> What you need to do
Can the data below be echoed back word for word?

> Supplied data

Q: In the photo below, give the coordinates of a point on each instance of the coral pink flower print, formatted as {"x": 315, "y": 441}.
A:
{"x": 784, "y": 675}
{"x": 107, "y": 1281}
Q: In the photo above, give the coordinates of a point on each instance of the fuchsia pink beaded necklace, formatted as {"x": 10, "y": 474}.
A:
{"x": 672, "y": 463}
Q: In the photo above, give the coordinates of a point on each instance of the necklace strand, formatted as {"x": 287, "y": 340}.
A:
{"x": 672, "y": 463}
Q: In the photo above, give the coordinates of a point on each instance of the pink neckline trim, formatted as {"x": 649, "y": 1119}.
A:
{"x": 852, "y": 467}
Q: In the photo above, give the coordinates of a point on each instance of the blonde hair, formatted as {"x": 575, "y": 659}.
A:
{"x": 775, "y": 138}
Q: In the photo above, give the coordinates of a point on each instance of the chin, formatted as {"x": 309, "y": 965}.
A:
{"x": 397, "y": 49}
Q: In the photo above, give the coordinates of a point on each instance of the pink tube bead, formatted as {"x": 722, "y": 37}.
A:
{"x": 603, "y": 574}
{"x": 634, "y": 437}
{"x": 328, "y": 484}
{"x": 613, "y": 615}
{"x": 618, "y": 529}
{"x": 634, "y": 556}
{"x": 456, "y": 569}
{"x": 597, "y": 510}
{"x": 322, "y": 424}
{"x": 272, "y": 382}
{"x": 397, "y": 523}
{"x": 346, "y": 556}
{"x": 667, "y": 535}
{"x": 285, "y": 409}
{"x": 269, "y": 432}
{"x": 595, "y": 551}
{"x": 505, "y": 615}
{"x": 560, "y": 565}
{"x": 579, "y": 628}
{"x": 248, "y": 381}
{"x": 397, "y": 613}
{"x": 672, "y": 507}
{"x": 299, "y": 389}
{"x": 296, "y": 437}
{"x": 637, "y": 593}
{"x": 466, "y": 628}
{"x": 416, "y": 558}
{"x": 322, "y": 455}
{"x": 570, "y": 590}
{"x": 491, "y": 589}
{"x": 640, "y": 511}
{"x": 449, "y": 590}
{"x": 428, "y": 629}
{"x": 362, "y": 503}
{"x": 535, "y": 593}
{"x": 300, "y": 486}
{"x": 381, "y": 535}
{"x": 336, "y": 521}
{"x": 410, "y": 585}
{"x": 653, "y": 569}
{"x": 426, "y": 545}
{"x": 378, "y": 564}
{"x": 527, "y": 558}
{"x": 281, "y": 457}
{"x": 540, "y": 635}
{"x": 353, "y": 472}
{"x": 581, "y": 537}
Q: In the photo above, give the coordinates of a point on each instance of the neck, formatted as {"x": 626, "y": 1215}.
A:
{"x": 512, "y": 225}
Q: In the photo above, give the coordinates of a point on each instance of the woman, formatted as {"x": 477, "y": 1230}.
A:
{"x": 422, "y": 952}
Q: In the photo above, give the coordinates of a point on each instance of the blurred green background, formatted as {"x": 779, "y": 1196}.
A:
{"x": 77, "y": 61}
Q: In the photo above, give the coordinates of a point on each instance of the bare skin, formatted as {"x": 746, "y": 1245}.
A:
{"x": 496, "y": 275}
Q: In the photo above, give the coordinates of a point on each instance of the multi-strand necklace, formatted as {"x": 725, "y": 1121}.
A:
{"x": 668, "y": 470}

> Full answer
Q: In the photo below, give the coordinates of a point on each instance of the coral pink flower print, formatted as {"x": 315, "y": 441}.
A:
{"x": 784, "y": 675}
{"x": 107, "y": 1281}
Q: In the photo above, give the coordinates of a point on each instance of the fuchsia pink beaded necklace, formatted as {"x": 10, "y": 474}.
A:
{"x": 672, "y": 463}
Q: In the photo above, give the coordinates of a point on each instance of the necklace strand, formatted as {"x": 287, "y": 340}.
A:
{"x": 672, "y": 463}
Q: In the photo above, give the coordinates of a point on each instance of the pink neckline trim, formatted as {"x": 649, "y": 1119}.
A:
{"x": 852, "y": 467}
Q: In the photo above, give the coordinates of a point on each instance of the blonde hair, formatted as {"x": 575, "y": 659}.
A:
{"x": 775, "y": 138}
Q: In the photo above, give the coordinates of a point on each instance of the chin, formatted as {"x": 309, "y": 965}.
A:
{"x": 397, "y": 49}
Q: In the photo above, give the coordinates of a point on each instance of the pink tube bead, formatted as {"x": 722, "y": 37}.
A:
{"x": 603, "y": 574}
{"x": 634, "y": 437}
{"x": 328, "y": 484}
{"x": 613, "y": 615}
{"x": 618, "y": 529}
{"x": 634, "y": 556}
{"x": 456, "y": 569}
{"x": 597, "y": 510}
{"x": 322, "y": 424}
{"x": 272, "y": 382}
{"x": 397, "y": 523}
{"x": 346, "y": 556}
{"x": 667, "y": 535}
{"x": 285, "y": 409}
{"x": 269, "y": 432}
{"x": 595, "y": 551}
{"x": 505, "y": 615}
{"x": 560, "y": 565}
{"x": 579, "y": 628}
{"x": 248, "y": 381}
{"x": 397, "y": 613}
{"x": 672, "y": 507}
{"x": 299, "y": 389}
{"x": 296, "y": 437}
{"x": 637, "y": 593}
{"x": 466, "y": 628}
{"x": 416, "y": 558}
{"x": 322, "y": 455}
{"x": 570, "y": 590}
{"x": 491, "y": 589}
{"x": 640, "y": 511}
{"x": 449, "y": 590}
{"x": 428, "y": 629}
{"x": 362, "y": 503}
{"x": 535, "y": 593}
{"x": 300, "y": 486}
{"x": 381, "y": 535}
{"x": 336, "y": 521}
{"x": 410, "y": 585}
{"x": 653, "y": 569}
{"x": 426, "y": 545}
{"x": 378, "y": 564}
{"x": 527, "y": 558}
{"x": 281, "y": 457}
{"x": 540, "y": 635}
{"x": 353, "y": 472}
{"x": 581, "y": 537}
Q: In the photo above, give the coordinates of a point on each instance of the neck, formatted as {"x": 626, "y": 1215}.
A:
{"x": 512, "y": 225}
Q: In the photo above, give the coordinates of a point on each instance of the woman, formatted as {"x": 477, "y": 1230}.
A:
{"x": 422, "y": 952}
Q: In the photo above, give the coordinates of a point on each instance of the blurred green background, formatted as {"x": 779, "y": 1196}.
A:
{"x": 77, "y": 61}
Q: In the photo above, give the coordinates of a point on each instance of the bare skin, formatted as {"x": 746, "y": 1245}.
A:
{"x": 496, "y": 275}
Q: In the photo above, give the coordinates of a point on each instance of the multi-strand necklace, formatted as {"x": 725, "y": 1121}.
A:
{"x": 668, "y": 470}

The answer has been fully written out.